# Excerpt provided

Carpal tunnel syndrome occurs when the median nerve, which runs from the forearm into the palm of the hand, becomes pressed or squeezed at the wrist. The carpal tunnel—a narrow, rigid passageway of ligament and bones at the base of the hand—houses the median nerve and the tendons that bend the fingers. The median nerve provides feeling to the palm side of the thumb and to the index, middle and part of the ring fingers (although not the little finger). It also controls some small muscles at the base of the thumb.

Carpal Tunnel Symptoms

Symptoms of carpal tunnel usually start gradually and include:

  • Tingling or numbness: You may experience tingling and numbness in your fingers or hand. The thumb and index, middle or ring fingers usually are affected, but not your little finger. Sometimes there is a sensation like an electric shock in these fingers. The sensation may wake you from sleep. The numb feeling may become constant over time.
  • Weakness: you may experience weakness in your hand and even drop things because of it.
  • Pain: Wrist or palm pain is common with carpal tunnel syndrome.

# Records provided

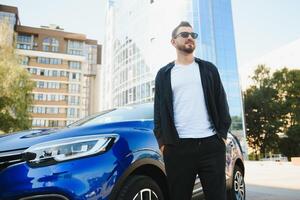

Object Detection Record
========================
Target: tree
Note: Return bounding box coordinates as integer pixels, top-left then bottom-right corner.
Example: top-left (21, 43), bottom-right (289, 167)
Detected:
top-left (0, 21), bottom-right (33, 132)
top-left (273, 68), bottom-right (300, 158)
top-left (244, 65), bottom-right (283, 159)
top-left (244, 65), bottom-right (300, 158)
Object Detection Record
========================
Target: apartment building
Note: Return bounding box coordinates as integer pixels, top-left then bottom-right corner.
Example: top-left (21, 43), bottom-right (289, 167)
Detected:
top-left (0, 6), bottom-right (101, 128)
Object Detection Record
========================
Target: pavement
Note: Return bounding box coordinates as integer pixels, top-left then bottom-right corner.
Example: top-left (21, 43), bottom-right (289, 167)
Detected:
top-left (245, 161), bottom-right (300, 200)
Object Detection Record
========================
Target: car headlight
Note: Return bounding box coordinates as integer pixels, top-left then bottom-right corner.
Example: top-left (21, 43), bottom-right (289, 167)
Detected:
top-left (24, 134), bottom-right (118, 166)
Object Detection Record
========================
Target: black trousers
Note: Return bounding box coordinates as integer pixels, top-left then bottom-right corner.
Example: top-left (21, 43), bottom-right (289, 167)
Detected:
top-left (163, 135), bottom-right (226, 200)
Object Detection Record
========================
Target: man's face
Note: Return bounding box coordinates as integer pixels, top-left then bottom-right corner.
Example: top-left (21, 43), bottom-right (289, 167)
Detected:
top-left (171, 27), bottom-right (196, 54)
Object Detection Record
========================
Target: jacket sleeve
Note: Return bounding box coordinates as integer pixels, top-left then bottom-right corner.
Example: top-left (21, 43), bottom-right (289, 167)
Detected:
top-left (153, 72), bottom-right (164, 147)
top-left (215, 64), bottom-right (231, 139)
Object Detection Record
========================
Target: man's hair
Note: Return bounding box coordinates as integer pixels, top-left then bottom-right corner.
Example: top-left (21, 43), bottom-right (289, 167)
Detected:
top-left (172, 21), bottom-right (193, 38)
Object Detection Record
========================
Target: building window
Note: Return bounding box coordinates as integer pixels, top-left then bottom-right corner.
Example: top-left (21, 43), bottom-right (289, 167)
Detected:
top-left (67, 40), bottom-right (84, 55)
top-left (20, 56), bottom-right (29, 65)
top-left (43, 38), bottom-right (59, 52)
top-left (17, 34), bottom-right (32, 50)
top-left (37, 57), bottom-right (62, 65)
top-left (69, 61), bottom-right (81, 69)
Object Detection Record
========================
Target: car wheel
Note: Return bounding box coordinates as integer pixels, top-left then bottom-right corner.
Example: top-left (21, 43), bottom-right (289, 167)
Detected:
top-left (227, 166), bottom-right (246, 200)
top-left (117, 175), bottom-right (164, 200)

# Work instruction
Transcribe the passage of the carpal tunnel syndrome text from "Symptoms of carpal" to "carpal tunnel syndrome." without any changes.

# Written answer
Symptoms of carpal tunnel usually start gradually and include:

  • Tingling or numbness: You may experience tingling and numbness in your fingers or hand. The thumb and index, middle or ring fingers usually are affected, but not your little finger. Sometimes there is a sensation like an electric shock in these fingers. The sensation may wake you from sleep. The numb feeling may become constant over time.
  • Weakness: you may experience weakness in your hand and even drop things because of it.
  • Pain: Wrist or palm pain is common with carpal tunnel syndrome.